**Exercise aim:**
Please show every line in the records below that contains the string "item". Case counts when matching.

--- begin Recorded data ---

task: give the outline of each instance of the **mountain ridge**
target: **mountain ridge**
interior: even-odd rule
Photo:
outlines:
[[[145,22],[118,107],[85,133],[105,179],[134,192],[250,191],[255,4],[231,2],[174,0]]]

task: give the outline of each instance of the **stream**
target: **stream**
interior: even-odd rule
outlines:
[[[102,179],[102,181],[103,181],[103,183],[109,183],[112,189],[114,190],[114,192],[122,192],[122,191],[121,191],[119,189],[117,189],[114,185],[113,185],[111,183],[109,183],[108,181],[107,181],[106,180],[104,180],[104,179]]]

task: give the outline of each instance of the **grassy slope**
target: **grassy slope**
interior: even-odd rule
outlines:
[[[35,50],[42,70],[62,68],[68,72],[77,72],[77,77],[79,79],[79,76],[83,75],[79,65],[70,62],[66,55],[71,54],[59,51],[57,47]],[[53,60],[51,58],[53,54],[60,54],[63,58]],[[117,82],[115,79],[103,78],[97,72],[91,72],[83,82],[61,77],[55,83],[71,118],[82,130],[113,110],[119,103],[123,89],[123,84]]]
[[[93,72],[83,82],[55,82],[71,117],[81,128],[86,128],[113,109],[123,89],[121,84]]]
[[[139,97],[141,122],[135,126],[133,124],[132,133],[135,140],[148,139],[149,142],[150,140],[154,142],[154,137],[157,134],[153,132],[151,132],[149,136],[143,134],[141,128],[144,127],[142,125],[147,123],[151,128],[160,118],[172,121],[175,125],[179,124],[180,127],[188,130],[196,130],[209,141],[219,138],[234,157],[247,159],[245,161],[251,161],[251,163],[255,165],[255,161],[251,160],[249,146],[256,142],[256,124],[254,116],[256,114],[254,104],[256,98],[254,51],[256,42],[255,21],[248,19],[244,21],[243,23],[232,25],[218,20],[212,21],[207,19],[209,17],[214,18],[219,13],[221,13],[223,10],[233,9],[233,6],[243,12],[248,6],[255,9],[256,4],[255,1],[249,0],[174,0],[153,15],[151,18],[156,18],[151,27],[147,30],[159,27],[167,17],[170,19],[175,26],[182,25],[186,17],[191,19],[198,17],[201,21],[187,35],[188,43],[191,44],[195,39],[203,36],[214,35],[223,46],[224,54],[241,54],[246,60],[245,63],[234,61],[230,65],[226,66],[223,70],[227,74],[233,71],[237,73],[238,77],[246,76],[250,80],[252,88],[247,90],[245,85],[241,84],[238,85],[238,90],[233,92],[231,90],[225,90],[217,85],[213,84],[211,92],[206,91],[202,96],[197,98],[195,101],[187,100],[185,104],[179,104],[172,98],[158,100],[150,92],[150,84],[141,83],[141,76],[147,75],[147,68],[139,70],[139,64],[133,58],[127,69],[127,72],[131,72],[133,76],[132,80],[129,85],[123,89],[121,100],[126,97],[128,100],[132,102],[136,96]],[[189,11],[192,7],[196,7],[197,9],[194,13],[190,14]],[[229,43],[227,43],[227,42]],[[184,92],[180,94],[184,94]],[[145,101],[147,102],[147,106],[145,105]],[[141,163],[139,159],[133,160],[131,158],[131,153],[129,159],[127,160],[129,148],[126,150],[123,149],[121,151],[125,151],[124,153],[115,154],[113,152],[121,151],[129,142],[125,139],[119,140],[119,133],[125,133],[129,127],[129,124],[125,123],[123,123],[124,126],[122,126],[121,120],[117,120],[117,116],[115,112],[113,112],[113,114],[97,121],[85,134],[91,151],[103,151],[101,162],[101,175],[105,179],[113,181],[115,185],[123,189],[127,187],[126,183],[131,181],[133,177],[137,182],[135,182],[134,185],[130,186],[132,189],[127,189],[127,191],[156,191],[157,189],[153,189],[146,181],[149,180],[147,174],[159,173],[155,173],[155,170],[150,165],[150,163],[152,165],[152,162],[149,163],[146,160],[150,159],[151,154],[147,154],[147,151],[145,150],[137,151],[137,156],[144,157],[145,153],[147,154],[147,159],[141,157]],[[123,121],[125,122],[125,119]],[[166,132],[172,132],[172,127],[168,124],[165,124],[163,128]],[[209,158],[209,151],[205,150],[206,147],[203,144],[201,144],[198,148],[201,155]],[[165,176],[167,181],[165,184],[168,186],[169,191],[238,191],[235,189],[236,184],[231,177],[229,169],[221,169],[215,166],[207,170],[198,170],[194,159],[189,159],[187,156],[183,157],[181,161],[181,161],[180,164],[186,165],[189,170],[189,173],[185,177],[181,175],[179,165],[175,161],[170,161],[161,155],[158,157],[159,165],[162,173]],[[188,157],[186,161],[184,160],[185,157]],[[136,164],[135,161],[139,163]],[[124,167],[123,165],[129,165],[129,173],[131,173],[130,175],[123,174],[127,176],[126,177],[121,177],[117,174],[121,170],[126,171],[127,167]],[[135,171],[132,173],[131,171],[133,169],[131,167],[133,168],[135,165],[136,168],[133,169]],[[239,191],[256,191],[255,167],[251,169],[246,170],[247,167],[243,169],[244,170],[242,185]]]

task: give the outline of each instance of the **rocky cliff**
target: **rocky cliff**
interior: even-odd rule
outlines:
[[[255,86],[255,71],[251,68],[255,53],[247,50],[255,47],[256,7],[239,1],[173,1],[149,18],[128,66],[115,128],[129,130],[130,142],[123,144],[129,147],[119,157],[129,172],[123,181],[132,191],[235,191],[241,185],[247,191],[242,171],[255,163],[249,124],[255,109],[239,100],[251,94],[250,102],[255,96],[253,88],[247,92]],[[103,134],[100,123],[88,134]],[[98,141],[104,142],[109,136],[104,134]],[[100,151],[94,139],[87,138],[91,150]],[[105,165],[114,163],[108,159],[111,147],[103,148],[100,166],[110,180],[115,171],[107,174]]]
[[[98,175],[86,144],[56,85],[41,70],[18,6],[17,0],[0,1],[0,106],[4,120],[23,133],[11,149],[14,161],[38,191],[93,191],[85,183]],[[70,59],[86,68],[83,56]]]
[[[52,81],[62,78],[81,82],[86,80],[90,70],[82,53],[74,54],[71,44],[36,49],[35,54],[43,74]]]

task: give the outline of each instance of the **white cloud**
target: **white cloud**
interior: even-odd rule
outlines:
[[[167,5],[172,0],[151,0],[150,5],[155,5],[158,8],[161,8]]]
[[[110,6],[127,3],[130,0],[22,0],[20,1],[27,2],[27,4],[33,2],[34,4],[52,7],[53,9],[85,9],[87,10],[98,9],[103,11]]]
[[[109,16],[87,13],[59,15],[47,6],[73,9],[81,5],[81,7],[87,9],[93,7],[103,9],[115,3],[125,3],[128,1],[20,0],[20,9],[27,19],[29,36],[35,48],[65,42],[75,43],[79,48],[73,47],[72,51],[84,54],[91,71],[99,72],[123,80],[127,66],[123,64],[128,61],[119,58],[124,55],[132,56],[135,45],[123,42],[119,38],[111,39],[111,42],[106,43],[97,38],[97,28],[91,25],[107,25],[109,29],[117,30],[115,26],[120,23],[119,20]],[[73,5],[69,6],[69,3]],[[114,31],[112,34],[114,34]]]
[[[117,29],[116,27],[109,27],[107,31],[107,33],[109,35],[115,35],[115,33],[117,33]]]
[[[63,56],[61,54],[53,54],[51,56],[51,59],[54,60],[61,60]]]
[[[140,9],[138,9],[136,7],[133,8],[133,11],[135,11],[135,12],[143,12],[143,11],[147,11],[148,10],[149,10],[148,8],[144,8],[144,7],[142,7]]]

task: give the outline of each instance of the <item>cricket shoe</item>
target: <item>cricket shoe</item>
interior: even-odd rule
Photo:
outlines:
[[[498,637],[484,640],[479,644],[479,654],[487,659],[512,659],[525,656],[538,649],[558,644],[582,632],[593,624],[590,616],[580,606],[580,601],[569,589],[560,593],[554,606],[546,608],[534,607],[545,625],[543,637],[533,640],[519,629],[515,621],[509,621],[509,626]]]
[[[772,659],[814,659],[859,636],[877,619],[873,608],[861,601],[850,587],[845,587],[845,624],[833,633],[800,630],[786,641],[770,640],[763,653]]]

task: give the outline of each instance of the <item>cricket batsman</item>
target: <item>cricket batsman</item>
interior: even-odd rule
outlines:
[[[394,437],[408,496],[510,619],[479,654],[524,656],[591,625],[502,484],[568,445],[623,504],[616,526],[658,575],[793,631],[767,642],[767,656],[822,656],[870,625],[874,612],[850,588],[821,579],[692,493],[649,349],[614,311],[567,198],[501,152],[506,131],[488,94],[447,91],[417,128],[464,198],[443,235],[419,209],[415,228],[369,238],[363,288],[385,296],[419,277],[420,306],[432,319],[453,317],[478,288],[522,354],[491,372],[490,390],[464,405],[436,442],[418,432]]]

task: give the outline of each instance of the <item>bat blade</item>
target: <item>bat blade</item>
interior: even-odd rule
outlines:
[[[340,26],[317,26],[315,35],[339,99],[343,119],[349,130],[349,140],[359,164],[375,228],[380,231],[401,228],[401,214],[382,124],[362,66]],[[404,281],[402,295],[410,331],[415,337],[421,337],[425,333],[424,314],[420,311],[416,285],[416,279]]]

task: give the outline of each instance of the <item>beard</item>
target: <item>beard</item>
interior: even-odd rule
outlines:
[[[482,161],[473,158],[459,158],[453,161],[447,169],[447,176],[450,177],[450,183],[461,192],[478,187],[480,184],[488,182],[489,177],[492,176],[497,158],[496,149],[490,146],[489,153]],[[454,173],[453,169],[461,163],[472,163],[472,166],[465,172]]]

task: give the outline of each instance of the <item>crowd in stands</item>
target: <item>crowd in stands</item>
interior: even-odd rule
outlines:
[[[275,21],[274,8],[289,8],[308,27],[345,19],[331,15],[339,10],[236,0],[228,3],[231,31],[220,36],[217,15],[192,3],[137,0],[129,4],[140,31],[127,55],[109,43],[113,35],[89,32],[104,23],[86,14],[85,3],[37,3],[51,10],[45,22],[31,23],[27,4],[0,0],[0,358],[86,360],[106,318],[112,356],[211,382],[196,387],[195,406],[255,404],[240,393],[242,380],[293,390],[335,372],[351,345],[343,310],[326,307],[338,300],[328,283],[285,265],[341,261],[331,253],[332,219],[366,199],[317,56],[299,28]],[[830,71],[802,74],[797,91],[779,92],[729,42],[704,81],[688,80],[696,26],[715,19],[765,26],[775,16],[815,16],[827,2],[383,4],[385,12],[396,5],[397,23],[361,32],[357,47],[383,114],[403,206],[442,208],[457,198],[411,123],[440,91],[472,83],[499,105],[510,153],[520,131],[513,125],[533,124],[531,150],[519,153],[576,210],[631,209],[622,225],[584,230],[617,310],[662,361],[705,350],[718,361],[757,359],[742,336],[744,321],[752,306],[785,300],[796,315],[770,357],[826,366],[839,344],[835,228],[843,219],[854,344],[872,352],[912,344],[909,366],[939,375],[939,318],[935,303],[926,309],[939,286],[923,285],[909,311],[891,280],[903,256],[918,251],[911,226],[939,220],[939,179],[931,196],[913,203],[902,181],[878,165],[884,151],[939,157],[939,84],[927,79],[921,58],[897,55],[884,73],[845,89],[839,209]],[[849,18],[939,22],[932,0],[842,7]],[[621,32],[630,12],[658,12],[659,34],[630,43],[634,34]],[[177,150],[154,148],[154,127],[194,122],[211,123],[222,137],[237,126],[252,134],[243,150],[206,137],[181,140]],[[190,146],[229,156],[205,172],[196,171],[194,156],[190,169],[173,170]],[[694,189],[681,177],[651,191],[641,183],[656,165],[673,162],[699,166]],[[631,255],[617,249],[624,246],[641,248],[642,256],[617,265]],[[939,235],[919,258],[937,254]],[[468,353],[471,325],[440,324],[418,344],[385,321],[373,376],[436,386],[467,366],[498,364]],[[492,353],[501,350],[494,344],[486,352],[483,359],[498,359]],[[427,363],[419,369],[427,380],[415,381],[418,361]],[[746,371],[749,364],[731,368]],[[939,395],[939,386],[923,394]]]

--- end Recorded data ---

**Output of the exercise:**
task: give the outline of each instance of the <item>cricket shoe</item>
target: <item>cricket shoe</item>
task: give the outline of each instance of the <item>cricket batsman</item>
target: <item>cricket batsman</item>
task: give the outline of each instance of the <item>bat blade</item>
target: <item>bat blade</item>
task: give the outline of each instance of the <item>beard</item>
target: <item>beard</item>
task: give the outline of each instance of the <item>crowd in stands</item>
target: <item>crowd in stands</item>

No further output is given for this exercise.